## BEGIN RECORDS SHOWN
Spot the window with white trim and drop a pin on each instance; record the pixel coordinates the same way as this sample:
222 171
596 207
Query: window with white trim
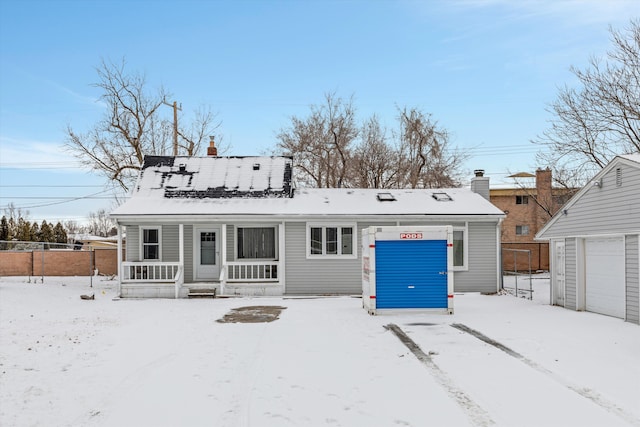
150 238
330 241
256 242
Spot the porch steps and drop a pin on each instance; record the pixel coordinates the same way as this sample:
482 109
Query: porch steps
202 293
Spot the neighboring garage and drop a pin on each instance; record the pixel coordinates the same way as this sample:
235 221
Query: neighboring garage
595 244
604 275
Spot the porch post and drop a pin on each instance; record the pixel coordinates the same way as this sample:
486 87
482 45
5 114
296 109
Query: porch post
223 257
119 260
281 249
180 258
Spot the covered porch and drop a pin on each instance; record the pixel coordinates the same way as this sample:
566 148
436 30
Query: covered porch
206 259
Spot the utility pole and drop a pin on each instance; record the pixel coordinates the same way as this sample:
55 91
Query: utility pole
175 123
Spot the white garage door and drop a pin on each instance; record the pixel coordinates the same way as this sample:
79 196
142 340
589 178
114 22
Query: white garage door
## END RECORDS SHOWN
■ SHORT PROBLEM:
Can you return, unchanged, every row from the one containing "Spot the covered" through the final row above, both ends included?

■ THE ANSWER:
Spot the covered porch and drop a pin on each instance; record the pixel coordinates the same way as this sample:
566 148
436 30
Query: covered porch
206 259
Spot the utility pole and drop a pin on each instance; record the pixel coordinates the same way as this sample:
55 91
Query: utility pole
175 123
Spot the white garage door and drop a pin on each instance; record the pixel coordinates the same way as this sample:
79 196
142 340
589 178
114 22
Query: white garage door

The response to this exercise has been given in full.